WORK TASK 1. In the mailing-list post below, list the header field names that appear in the forwarded message's header block.

SELECTED EXCERPT.

+-------+

[rfc-i] citing historic internet drafts

RFC Editor rfc-editor at rfc-editor.org
Tue Oct 21 13:57:32 PDT 2008


part 2

----- Forwarded message from Bob Braden <braden at ISI.EDU> -----

Cc: rfc-editor at rfc-editor.org
From: Bob Braden <braden at ISI.EDU>
Subject: Re: [rfc-i] citing historic internet drafts
Date: Mon, 20 Oct 2008 09:41:37 -0700
To: Julian Reschke <julian.reschke at gmx.de>

Julian,

Let me understand a couple of things.

>
>Julian Reschke wrote:
>>...
>>OK, so let's have a look at the two informative ID references I'm  
>>currently struggling with (see <http://tools.ietf.org/html/draft- 
>>reschke-webdav-search-18#section-12.2>):
>>    [DASLREQ]  Davis, J., Reddy, S., and J. Slein, "Requirements  
>>for DAV
>>               Searching and Locating", February 1999, <http://
>>               www.webdav.org/dasl/requirements/
>>               draft-dasl-requirements-01.html>.
>>               This is an updated version of the Internet Draft
>>               "draft-ietf-dasl-requirements-00", but obviously  
>>never was
>>               submitted to the IETF.
>>(note that this very text passed IETF last call *and* was approved  
>>by the IESG...)

+-------+

DATA TO USE.
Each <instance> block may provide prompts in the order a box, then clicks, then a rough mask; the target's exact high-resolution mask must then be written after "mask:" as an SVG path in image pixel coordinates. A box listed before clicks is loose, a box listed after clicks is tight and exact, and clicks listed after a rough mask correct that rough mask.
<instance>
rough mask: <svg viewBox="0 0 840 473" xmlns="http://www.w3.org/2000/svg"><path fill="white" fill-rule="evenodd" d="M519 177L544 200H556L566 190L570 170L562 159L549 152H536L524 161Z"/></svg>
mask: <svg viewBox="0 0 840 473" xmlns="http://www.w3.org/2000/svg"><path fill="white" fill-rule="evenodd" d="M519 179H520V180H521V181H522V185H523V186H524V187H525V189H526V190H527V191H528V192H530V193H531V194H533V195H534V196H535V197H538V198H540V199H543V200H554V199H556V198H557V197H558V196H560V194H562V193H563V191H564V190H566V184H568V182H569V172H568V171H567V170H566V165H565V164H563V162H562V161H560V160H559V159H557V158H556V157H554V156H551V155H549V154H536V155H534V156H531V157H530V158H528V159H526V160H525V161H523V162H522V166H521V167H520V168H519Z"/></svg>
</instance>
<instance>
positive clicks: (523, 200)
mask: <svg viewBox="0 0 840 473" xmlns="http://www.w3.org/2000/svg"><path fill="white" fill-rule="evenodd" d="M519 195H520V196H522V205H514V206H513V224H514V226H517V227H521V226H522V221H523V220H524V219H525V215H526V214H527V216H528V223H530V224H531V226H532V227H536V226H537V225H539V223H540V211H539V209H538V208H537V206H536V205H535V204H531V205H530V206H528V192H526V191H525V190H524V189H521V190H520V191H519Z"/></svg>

+-------+

WORK TASK 2. How many lines of the records above contain the string "xmlns"? Case counts. Reply with the number alone.

ANSWER AREA 1. Cc, From, Subject, Date, To

ANSWER AREA 2. 3